* [SHORT EXERCISE] In the items, take the line that contains "--target girl's closed eye" and every line after it through the line that contains "218], [590, 166]]]", and render them as a Markdown table with the columns Row and Line. Number each row and skip any blank lines.

* [RECORDS SUPPLIED]
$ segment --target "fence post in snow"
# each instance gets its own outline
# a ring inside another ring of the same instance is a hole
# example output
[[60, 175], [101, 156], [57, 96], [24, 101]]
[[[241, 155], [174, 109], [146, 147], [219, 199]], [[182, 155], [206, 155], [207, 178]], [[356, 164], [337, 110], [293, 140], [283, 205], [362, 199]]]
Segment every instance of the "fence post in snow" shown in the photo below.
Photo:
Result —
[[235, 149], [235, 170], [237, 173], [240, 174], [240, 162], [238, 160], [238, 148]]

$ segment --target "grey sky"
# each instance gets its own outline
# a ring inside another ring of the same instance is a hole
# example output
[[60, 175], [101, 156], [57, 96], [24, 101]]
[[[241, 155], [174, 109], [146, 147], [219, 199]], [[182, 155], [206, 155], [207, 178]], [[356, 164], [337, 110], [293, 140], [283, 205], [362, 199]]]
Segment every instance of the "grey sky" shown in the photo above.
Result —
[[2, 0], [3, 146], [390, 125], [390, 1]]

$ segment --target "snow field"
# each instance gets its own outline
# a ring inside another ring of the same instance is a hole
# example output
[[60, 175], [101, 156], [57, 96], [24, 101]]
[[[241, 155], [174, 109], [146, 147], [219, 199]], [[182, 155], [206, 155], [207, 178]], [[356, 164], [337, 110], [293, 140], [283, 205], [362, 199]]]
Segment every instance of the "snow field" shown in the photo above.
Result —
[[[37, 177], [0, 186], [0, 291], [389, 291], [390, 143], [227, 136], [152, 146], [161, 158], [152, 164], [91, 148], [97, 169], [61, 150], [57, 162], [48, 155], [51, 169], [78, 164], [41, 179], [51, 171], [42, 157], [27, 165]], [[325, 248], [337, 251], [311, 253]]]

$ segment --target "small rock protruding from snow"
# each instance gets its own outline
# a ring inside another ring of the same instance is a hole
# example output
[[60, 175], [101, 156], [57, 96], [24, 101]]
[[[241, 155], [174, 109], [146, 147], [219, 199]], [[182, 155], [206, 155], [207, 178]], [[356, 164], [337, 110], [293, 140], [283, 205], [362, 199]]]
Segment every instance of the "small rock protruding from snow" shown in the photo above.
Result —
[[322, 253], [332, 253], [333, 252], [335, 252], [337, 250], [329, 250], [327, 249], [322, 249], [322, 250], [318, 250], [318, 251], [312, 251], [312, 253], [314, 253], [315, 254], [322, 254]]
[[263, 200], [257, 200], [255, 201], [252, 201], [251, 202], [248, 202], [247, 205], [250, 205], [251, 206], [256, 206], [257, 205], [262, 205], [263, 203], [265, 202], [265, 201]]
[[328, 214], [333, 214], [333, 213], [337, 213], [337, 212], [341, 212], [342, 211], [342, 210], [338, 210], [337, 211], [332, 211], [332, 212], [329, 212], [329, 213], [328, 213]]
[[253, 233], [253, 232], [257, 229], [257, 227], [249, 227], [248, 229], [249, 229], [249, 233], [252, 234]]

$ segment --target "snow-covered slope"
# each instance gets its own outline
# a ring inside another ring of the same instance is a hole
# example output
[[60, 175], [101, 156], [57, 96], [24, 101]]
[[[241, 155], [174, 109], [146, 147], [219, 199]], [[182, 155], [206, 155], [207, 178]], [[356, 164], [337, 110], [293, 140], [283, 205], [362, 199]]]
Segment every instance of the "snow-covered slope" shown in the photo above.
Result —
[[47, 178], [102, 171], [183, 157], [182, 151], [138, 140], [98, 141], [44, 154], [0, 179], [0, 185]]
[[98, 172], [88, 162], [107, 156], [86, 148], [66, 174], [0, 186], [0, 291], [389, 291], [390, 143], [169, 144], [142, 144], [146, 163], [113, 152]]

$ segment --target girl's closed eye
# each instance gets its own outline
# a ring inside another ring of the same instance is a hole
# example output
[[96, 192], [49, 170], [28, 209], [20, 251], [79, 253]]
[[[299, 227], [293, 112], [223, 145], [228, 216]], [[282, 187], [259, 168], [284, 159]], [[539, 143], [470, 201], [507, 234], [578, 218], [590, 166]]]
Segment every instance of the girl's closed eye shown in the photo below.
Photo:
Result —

* [FULL OUTPUT]
| Row | Line |
|---|---|
| 1 | $ segment --target girl's closed eye |
| 2 | # each instance gets its own outline |
| 3 | # a ring inside another ring of the same instance is a hole |
| 4 | # example output |
| 5 | [[96, 192], [49, 170], [28, 209], [20, 251], [79, 253]] |
| 6 | [[[299, 227], [293, 112], [223, 145], [228, 216]], [[282, 187], [259, 168], [284, 159]], [[539, 143], [470, 201], [507, 234], [578, 218], [590, 166]]] |